◆ Compito ◆
Scrivi il seguito dell'articolo sulla rielezione di Mattarella riportato più sotto, partendo subito dopo la sua ultima frase.
------ Testo fornito ------
Spettacolo poco edificante

La recente elezione del Presidente della Repubblica, salutata dalle forze politiche – eccetto Fratelli d’Italia – con toni “entusiastici” impone un esercizio di memoria. Sergio Mattarella, che ora si appresta ad iniziare il suo secondo mandato, è lo stesso che all’indomani delle politiche della primavera del 2018 fu accusato di aver violato la Costituzione per aver posto il veto sul candidato al Ministero delle Finanze del Conte-1, il governo giallo-verde. Allora vi fu chi non si fece scrupolo di minacciare l’impeachment, vale a dire di porre sotto accusa Mattarella per essersi arrogato un potere – secondo i suoi detrattori – in aperta violazione dei dettami costituzionali, perché aveva messo becco sulla scelta della rosa dei ministri. Ovviamente non se ne fece nulla: nessun impeachment, perché nessuna violazione della Costituzione. E così Savona non divenne ministro del Mef, al suo posto fu scelto Tria e il governo giallo-verde, dopo aver stipulato il famoso “contratto per il cambiamento”, iniziò la sua breve storia, interrotta bruscamente nella “calda” estate del 2019. Certo, le persone intelligenti sanno cambiare idea, tuttavia lascia un po’ interdetti questo passare dalla proposta di impeachment allo spellarsi le mani per la rielezione di Mattarella.

foto SIR/Marco Calvarese

La recente elezione del Presidente della Repubblica, salutata dalle forze politiche – eccetto Fratelli d’Italia – con toni “entusiastici” impone un esercizio di memoria. Sergio Mattarella, che ora si appresta ad iniziare il suo secondo mandato, è lo stesso che all’indomani delle politiche della primavera del 2018 fu accusato di aver violato la Costituzione per aver posto il veto sul candidato al Ministero delle Finanze del Conte-1, il governo giallo-verde. Allora vi fu chi non si fece scrupolo di minacciare l’impeachment, vale a dire di porre sotto accusa Mattarella per essersi arrogato un potere – secondo i suoi detrattori – in aperta violazione dei dettami costituzionali, perché aveva messo becco sulla scelta della rosa dei ministri. Ovviamente non se ne fece nulla: nessun impeachment, perché nessuna violazione della Costituzione. E così Savona non divenne ministro del Mef, al suo posto fu scelto Tria e il governo giallo-verde, dopo aver stipulato il famoso “contratto per il cambiamento”, iniziò la sua breve storia, interrotta bruscamente nella “calda” estate del 2019. Certo, le persone intelligenti sanno cambiare idea, tuttavia lascia un po’ interdetti questo passare dalla proposta di impeachment allo spellarsi le mani per la rielezione di Mattarella.
------ Dati forniti ------
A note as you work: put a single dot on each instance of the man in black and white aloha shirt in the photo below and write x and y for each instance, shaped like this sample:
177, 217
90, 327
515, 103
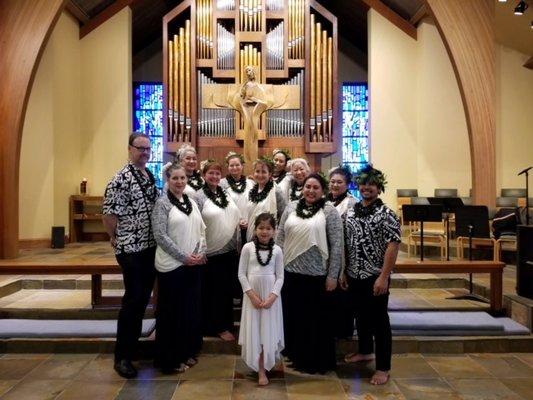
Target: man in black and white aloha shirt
372, 235
128, 203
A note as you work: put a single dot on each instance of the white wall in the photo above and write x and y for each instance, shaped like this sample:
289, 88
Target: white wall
514, 129
418, 129
77, 121
50, 149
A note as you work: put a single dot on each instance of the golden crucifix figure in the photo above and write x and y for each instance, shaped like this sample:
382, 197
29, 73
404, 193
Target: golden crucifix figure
251, 99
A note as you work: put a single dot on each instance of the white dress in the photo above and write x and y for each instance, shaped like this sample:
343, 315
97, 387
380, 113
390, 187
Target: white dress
261, 327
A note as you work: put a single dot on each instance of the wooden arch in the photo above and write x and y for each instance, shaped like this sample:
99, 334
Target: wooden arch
467, 30
25, 26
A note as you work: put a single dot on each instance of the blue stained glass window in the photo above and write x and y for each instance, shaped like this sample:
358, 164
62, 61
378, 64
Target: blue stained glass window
148, 118
355, 132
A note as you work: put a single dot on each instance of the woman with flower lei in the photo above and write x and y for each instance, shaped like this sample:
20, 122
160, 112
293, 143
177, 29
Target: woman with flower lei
264, 195
221, 217
339, 197
237, 184
281, 159
310, 234
188, 158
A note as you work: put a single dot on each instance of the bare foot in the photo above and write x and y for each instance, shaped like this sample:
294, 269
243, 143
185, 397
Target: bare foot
356, 357
227, 336
263, 380
380, 378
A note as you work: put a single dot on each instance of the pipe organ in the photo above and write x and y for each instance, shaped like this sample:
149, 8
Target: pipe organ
209, 44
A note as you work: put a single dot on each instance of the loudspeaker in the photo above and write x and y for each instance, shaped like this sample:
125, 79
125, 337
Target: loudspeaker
58, 237
524, 261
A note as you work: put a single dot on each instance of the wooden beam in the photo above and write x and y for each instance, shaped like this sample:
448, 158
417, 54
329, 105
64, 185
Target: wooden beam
25, 26
392, 16
77, 12
106, 14
529, 63
419, 15
467, 30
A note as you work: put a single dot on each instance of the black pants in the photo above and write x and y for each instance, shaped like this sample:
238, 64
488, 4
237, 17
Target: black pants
217, 293
372, 321
307, 320
178, 318
138, 273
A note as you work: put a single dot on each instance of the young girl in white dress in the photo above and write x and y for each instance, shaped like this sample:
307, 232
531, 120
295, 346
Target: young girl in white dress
261, 276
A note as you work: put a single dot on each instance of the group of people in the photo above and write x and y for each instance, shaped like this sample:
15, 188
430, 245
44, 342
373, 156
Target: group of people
284, 233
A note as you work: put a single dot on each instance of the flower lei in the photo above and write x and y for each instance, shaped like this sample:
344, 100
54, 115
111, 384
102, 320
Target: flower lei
257, 197
196, 181
337, 200
360, 211
304, 211
219, 198
280, 177
261, 246
296, 191
237, 186
184, 206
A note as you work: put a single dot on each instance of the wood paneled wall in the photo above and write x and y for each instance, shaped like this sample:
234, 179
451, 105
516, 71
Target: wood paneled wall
467, 29
25, 26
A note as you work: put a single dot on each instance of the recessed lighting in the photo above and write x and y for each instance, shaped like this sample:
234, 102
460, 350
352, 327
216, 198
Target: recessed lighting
521, 8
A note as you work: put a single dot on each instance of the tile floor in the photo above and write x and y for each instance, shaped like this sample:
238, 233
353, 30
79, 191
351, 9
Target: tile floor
414, 376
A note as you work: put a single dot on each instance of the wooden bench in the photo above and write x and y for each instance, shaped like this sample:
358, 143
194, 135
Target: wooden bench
494, 268
95, 268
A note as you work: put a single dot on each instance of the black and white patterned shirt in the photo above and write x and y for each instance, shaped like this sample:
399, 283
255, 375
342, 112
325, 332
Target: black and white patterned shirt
367, 233
131, 197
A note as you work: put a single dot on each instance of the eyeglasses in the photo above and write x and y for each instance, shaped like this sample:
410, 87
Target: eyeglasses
141, 148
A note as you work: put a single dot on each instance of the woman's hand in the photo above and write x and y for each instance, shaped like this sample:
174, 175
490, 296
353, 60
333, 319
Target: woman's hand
381, 285
269, 301
331, 284
254, 298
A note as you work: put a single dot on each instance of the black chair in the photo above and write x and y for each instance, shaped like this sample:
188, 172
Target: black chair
406, 192
419, 201
446, 193
507, 202
467, 201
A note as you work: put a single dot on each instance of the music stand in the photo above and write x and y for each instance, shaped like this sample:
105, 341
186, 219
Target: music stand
472, 221
422, 213
449, 205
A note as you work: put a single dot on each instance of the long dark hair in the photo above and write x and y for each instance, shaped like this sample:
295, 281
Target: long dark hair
265, 217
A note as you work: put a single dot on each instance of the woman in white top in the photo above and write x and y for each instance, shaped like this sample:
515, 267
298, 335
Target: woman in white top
339, 197
264, 196
187, 157
237, 184
261, 277
221, 217
310, 234
180, 235
281, 160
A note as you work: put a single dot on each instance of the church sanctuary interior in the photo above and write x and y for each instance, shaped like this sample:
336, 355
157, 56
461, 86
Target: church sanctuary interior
438, 94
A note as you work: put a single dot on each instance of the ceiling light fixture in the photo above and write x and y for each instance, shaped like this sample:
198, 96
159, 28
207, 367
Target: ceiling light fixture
521, 8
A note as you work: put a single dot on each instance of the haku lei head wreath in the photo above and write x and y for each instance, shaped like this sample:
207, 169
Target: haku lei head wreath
371, 176
233, 154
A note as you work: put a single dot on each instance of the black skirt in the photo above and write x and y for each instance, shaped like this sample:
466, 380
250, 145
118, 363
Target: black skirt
217, 293
178, 316
309, 338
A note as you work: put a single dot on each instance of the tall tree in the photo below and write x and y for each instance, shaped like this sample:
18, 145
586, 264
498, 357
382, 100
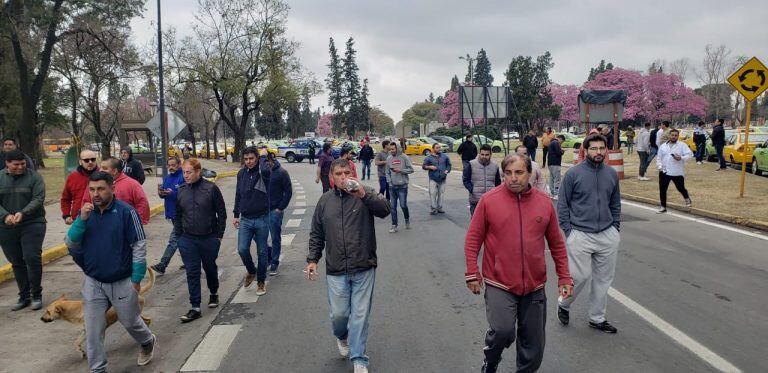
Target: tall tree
------
◆ Risposta all'esercizio ◆
A dirla tutta, lo “spettacolo” cui abbiamo assistito la settimana scorsa non è stato particolarmente edificante anche per altri motivi. Lo hanno riconosciuto gli stessi leader di partito. Non mettiamo in dubbio il valore di Mattarella, come uomo e come politico, ma è parso evidente che il suo nome si è imposto perché la politica non è stata capace di accordarsi su un’altra figura. È la seconda volta che in questa legislatura si palesa, in maniera eclatante, l’incapacità dei politici di arrivare ad una scelta condivisa per il bene del Paese. Le “castagne dal fuoco” hanno dovuto toglierle altri: prima Draghi, un “tecnico” o, se non vogliamo utilizzare questo termine, una figura extraparlamentare cui è stato chiesto (da Mattarella) di creare un governo di “unità nazionale” per uscire dall’impasse creatasi dopo il tracollo del Conte-2, il governo giallo-rosso; e poi ancora Mattarella, al quale, sebbene da mesi avesse manifestato, in tutti i modi, la non opportunità di una sua rielezione, è stato domandato di accettare un nuovo settennato.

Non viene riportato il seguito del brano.